### [Tarefa proposta]
Cite na íntegra o texto apresentado, sem mudar nenhuma palavra nem sinal de pontuação.

### [Texto apresentado]

···

Thursday, February 07, 2008

Lembra-me de Existir


Sempre que eu me esqueça de abrir os olhos a uma flor que se humedece de prazer no orvalho matinal ou sempre que eu não delinear um sorriso perante um gato que se espreguiça na soleira de uma porta aquecida pela luz solar cálida, recorda-me que vivo e que também posso ser Sol, Luz líquida e transparente que se preenche de pureza. Retoma-me num ponto perdido do horizonte onde o meu olhar se terá perdido e indica-me o itinerário do que adivinhará uma viagem de descoberta e de deslumbramento para um mundo onde felicidades vorazes me invadem sem que o tempo seja um fantasma assombrado e ladrão da minha vida.

Inacabamentos...


Sentada numa cadeira absorvendo o calor lento do sol, procuro a tua existência numa nuvem que invento só para mim, ali, no alto, ao lado do sol. É lá que te vislumbro: pensativo, a contemplar um ponto perdido algures num infinito do teu mundo que anseio seja meu também. E nesse mundo existem cores e luzes difusas, uma humidade morna no teu sorriso entreaberto de uma timidez cúmplice.E alimento-me desse teu sorriso, e há alguma luz que em mim se acende e irradia raios que se extravasam numa imensidão de estrelas multicolores e translúcidas. Sentada numa cadeira, abro os olhos...a nuvem passou sem que a luz quente e lenta do sol deixasse de me aquecer, o tempo flui e tu seguiste numa nuvem agora ausente.

···

### [Bloco de dados]
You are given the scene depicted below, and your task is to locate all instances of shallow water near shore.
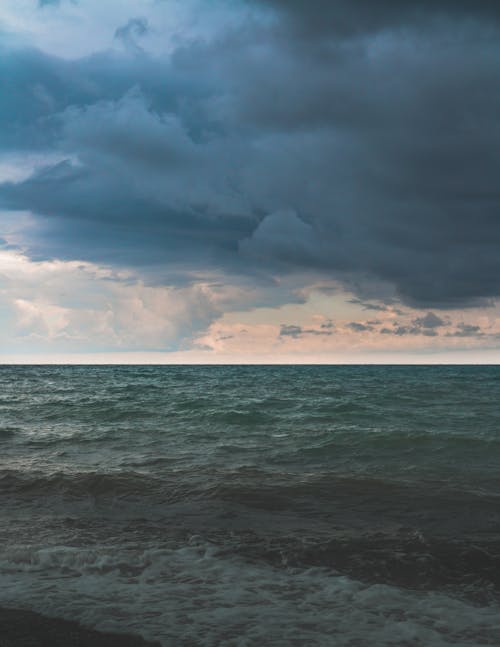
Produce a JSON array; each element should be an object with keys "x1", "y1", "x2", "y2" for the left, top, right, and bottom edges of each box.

···

### [Solução abaixo]
Thursday, February 07, 2008

Lembra-me de Existir


Sempre que eu me esqueça de abrir os olhos a uma flor que se humedece de prazer no orvalho matinal ou sempre que eu não delinear um sorriso perante um gato que se espreguiça na soleira de uma porta aquecida pela luz solar cálida, recorda-me que vivo e que também posso ser Sol, Luz líquida e transparente que se preenche de pureza. Retoma-me num ponto perdido do horizonte onde o meu olhar se terá perdido e indica-me o itinerário do que adivinhará uma viagem de descoberta e de deslumbramento para um mundo onde felicidades vorazes me invadem sem que o tempo seja um fantasma assombrado e ladrão da minha vida.

Inacabamentos...


Sentada numa cadeira absorvendo o calor lento do sol, procuro a tua existência numa nuvem que invento só para mim, ali, no alto, ao lado do sol. É lá que te vislumbro: pensativo, a contemplar um ponto perdido algures num infinito do teu mundo que anseio seja meu também. E nesse mundo existem cores e luzes difusas, uma humidade morna no teu sorriso entreaberto de uma timidez cúmplice.E alimento-me desse teu sorriso, e há alguma luz que em mim se acende e irradia raios que se extravasam numa imensidão de estrelas multicolores e translúcidas. Sentada numa cadeira, abro os olhos...a nuvem passou sem que a luz quente e lenta do sol deixasse de me aquecer, o tempo flui e tu seguiste numa nuvem agora ausente.